(Given instruction): Pull out every line in the entries below that contains the string "suit", treating uppercase and lowercase as different.

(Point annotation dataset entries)
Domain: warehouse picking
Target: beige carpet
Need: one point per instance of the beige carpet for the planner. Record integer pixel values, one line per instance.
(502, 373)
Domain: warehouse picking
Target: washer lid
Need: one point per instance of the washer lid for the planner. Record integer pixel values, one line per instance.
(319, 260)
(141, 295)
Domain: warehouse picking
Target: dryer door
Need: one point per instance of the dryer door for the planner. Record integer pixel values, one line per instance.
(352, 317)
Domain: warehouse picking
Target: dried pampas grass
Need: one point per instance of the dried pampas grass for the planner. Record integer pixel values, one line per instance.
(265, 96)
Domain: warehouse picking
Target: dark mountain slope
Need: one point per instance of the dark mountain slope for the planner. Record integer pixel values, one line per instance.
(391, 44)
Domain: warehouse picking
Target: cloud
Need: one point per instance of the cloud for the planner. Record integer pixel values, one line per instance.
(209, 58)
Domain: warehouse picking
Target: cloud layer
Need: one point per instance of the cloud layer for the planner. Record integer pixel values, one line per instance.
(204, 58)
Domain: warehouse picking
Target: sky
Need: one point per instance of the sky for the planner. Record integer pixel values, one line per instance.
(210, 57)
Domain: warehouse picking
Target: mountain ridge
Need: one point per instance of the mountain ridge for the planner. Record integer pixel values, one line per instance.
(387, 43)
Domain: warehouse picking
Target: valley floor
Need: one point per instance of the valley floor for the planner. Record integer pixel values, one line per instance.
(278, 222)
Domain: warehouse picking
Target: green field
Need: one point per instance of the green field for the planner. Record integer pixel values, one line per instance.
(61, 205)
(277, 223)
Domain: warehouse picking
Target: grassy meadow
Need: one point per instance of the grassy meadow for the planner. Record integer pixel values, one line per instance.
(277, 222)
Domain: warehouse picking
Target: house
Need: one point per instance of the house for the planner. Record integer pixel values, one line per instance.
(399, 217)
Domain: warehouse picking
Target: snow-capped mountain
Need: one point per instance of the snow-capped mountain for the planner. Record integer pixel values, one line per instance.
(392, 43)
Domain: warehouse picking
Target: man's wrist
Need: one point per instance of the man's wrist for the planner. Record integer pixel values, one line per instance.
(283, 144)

...

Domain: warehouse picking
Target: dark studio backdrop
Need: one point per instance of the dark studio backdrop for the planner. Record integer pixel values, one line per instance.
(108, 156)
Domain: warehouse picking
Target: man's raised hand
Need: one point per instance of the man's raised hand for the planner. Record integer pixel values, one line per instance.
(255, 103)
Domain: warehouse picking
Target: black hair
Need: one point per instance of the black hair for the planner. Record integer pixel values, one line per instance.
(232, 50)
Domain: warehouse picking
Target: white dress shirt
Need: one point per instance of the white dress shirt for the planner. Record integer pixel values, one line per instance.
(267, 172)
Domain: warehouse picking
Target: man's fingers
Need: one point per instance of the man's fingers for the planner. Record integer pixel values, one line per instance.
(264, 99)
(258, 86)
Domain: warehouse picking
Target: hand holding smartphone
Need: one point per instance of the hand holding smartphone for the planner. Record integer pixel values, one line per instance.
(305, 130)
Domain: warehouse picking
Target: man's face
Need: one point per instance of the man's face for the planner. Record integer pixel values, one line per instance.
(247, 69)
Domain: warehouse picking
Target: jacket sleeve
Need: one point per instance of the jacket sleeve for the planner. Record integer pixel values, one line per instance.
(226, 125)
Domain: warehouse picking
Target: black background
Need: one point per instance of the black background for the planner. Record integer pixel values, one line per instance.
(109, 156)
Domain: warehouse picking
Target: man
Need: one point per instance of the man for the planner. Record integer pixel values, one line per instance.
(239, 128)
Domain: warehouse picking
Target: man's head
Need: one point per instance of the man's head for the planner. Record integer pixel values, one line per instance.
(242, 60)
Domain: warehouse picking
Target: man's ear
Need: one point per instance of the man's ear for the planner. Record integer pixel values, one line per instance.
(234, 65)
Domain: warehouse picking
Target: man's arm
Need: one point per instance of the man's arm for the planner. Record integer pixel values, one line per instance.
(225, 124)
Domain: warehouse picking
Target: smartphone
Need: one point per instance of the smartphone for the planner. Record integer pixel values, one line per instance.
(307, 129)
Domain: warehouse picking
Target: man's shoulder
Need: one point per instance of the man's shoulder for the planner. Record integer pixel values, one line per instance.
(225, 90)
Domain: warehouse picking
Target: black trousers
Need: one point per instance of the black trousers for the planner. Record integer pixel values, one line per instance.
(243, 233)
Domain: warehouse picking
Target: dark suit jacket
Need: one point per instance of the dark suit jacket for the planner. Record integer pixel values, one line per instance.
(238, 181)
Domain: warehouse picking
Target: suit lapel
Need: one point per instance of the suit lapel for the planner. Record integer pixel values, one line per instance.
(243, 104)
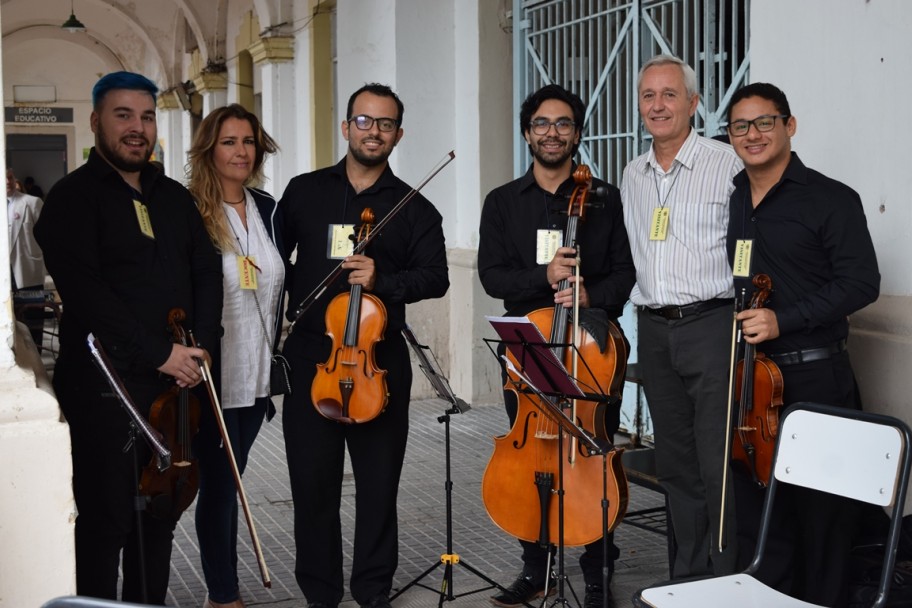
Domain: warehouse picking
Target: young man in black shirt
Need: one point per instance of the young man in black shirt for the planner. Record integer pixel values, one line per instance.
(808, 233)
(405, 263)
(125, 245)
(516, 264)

==

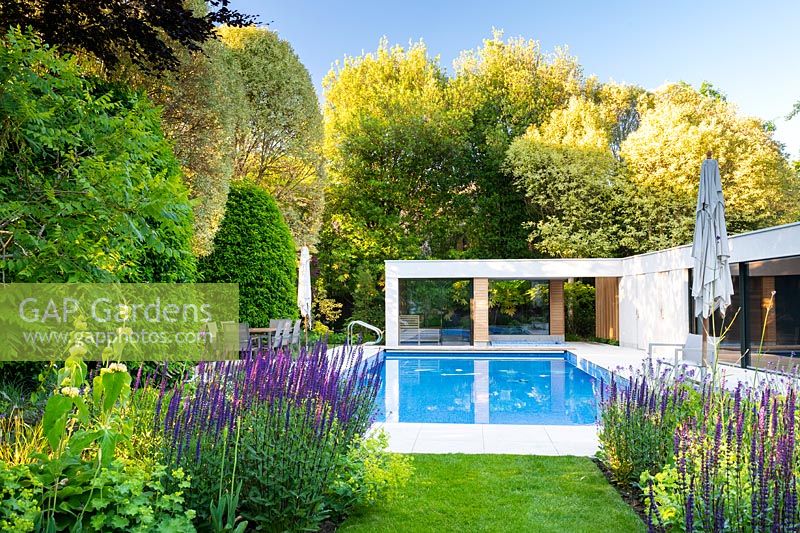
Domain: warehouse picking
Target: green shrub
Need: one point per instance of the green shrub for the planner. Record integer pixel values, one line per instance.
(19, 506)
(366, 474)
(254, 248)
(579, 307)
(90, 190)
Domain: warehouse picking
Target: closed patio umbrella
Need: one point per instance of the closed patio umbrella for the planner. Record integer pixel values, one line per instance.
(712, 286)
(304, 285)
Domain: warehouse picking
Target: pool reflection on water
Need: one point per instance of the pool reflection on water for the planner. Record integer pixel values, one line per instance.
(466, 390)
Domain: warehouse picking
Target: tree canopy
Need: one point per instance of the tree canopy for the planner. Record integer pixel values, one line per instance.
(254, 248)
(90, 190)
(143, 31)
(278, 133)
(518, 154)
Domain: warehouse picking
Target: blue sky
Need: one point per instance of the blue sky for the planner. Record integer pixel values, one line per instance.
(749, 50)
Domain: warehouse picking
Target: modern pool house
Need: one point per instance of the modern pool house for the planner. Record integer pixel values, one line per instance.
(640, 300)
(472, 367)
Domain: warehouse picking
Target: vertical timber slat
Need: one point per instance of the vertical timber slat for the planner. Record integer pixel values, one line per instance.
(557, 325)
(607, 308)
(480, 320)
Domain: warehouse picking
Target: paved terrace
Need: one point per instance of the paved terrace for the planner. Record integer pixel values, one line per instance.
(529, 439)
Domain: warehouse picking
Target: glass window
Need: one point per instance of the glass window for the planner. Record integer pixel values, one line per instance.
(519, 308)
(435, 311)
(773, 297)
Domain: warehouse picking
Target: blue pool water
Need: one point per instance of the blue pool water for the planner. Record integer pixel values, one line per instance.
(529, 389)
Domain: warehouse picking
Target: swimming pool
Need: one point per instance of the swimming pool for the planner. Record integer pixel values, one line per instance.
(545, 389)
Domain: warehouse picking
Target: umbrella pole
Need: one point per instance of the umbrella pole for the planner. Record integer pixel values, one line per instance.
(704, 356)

(Exercise result):
Target: dark suit jacket
Need: one point per instance of the dark suit jacket for the planner. Record integer pixel values, one line per instance.
Target: suit lapel
Need: one point per instance of the suit lapel for the planner. Record integer pixel values, one line per instance.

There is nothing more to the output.